::: DATASET ENTRIES

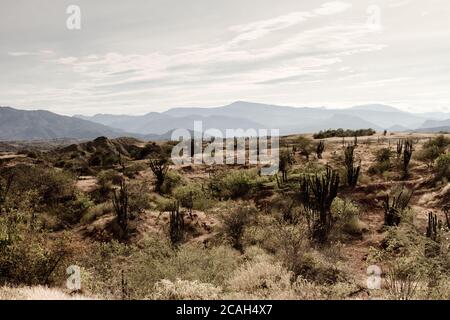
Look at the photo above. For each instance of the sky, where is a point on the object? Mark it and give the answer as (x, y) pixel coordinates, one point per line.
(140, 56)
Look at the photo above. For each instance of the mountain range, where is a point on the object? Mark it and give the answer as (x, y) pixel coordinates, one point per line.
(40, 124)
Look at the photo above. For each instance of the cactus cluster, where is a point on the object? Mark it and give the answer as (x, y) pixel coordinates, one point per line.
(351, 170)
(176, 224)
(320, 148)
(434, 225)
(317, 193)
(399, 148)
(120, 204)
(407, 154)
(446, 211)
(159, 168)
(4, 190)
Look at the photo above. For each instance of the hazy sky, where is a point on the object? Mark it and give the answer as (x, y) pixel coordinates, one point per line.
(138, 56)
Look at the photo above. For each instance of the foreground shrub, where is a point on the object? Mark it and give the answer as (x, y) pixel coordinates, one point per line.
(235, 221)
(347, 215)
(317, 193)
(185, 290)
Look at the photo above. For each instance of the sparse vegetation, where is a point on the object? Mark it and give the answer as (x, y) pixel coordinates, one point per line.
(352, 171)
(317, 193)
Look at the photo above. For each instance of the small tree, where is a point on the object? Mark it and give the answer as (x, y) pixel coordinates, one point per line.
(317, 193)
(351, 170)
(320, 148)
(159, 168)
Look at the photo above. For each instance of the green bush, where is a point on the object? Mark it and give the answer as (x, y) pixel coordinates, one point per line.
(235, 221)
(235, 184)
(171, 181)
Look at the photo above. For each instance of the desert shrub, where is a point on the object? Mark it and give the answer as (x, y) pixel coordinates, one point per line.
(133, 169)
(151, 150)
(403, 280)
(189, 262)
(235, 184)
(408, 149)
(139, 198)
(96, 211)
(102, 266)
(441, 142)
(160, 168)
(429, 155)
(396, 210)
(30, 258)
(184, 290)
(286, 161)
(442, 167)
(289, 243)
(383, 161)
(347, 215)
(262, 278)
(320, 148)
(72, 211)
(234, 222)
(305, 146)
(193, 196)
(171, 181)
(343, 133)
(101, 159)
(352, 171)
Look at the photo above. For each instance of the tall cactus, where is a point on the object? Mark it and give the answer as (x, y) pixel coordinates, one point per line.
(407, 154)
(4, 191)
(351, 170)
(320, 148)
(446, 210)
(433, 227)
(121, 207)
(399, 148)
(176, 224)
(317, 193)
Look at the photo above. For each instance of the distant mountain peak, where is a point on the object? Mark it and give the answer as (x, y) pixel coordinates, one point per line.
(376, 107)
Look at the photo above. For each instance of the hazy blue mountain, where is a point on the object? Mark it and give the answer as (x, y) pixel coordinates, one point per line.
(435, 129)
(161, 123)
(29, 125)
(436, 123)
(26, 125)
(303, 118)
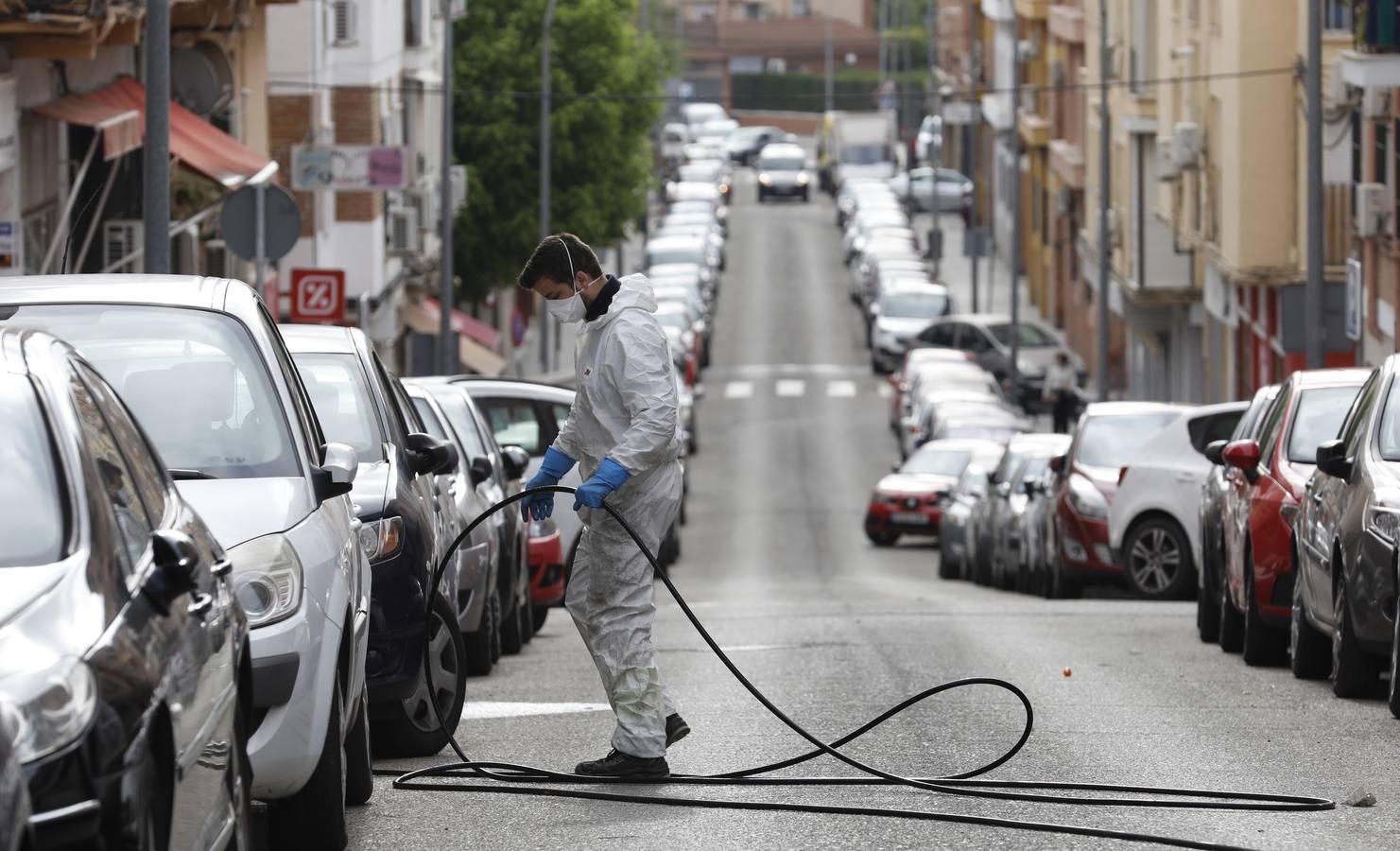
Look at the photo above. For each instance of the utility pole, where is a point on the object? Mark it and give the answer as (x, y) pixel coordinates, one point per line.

::::::
::: DATASET ENTRIES

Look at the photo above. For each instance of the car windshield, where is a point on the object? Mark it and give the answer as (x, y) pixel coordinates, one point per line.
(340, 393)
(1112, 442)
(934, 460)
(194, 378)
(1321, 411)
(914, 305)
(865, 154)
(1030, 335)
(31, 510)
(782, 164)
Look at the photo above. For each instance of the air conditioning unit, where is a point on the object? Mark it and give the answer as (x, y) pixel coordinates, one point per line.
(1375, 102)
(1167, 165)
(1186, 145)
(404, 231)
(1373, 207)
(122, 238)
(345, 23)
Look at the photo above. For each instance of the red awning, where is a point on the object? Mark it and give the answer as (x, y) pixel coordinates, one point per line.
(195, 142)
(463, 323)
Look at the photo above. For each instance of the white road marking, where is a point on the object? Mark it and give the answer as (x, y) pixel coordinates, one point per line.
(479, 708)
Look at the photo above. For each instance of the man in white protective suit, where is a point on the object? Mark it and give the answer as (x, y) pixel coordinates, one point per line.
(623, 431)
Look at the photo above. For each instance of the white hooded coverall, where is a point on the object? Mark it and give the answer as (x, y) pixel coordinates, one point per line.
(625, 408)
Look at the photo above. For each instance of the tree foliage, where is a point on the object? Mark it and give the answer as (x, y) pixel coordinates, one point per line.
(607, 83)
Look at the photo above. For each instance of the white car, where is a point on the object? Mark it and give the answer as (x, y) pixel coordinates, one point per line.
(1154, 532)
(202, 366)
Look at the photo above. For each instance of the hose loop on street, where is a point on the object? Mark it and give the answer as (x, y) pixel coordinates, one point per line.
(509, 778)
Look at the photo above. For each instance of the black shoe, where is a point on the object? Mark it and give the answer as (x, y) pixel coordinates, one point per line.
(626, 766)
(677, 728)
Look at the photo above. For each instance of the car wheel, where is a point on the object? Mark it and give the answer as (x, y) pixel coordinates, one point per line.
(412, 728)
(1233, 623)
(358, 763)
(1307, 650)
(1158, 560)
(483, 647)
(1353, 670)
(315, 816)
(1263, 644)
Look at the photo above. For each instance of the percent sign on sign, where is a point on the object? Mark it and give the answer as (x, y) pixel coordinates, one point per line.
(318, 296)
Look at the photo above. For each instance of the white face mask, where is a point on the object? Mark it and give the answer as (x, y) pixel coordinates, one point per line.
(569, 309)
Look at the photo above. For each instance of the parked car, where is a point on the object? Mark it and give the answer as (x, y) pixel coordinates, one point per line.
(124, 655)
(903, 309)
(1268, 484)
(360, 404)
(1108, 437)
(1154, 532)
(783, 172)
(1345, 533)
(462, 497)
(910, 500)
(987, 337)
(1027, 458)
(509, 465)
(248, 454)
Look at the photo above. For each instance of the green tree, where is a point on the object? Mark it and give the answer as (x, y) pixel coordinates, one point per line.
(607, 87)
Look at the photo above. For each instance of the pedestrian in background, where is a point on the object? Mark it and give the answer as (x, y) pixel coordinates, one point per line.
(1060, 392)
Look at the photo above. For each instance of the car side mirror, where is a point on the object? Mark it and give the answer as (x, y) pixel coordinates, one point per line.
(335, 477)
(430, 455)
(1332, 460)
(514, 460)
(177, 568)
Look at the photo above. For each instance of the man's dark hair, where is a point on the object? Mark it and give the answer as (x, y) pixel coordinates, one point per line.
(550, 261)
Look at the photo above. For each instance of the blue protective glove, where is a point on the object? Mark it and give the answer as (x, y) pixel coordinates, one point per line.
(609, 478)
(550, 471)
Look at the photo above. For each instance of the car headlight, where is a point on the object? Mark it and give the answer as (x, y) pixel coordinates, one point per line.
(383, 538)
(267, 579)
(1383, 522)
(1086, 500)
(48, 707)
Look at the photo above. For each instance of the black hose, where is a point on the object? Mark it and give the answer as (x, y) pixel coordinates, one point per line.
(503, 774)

::::::

** TASK **
Print the entries word for word, starting at the line that contains "Look at the photo above. For each instance of the foreground" and ending at the line that contains "Look at the photo above. For each instance of the utility", with both of those lines included. Leave out the pictures.

** EXERCISE ANSWER **
Look at the photo above. For each instance of the foreground shrub, where is a point on the object? Mark it and give the answer as (x, y) pixel coordinates, one point per line.
(235, 221)
(347, 215)
(317, 193)
(185, 290)
Look at the photo above. For each instance of the sparse vegetation, where is a point on the object? Mark it and give the answer as (x, y) pixel coordinates, one point per line.
(352, 171)
(317, 193)
Look at the photo above. For each instance of the small tree, where is a point on the object? Mark it and give the answer as (x, y) pixel coordinates, one point per line.
(317, 193)
(351, 170)
(320, 148)
(159, 168)
Look at the photo above. For each instance of the green bush, where is a point on the object? Mark it and give the answer as (x, y) pixel coordinates, one point per line.
(235, 221)
(235, 184)
(171, 181)
Look at the photo above. For each instance of the desert shrub, where is a point on the object? Mark it and give the answer as (x, y) pixel coordinates, one point per line.
(133, 169)
(151, 150)
(403, 280)
(189, 262)
(235, 184)
(408, 149)
(139, 198)
(96, 211)
(102, 266)
(441, 142)
(160, 168)
(429, 155)
(396, 210)
(30, 258)
(184, 290)
(286, 161)
(442, 167)
(289, 243)
(383, 161)
(347, 215)
(262, 278)
(320, 148)
(72, 211)
(234, 222)
(305, 146)
(193, 196)
(171, 181)
(343, 133)
(101, 159)
(352, 171)
Look at the photo above. For each instance of the tall cactus, where is a point on the object? Mark it and give the answer as (x, y) pixel coordinates, one point per line.
(407, 154)
(4, 191)
(351, 170)
(320, 148)
(446, 210)
(433, 227)
(121, 207)
(399, 148)
(176, 224)
(317, 193)
Look at the photo above. For each instance of the distant mountain peak, where is a point on the object? Mark it and give the answer as (x, y) pixel coordinates, one point per line.
(376, 107)
Look at the photo above. For each instance of the hazy blue mountain, where is a point on the object? Mark it and give the answer as (x, y) pixel coordinates, one point per line.
(435, 129)
(161, 123)
(29, 125)
(436, 123)
(26, 125)
(303, 118)
Look at the photo above. For each instance of the utility pole, where is a point on the object? Mark it and give the answer as (x, y) pixel coordinates, one point per line.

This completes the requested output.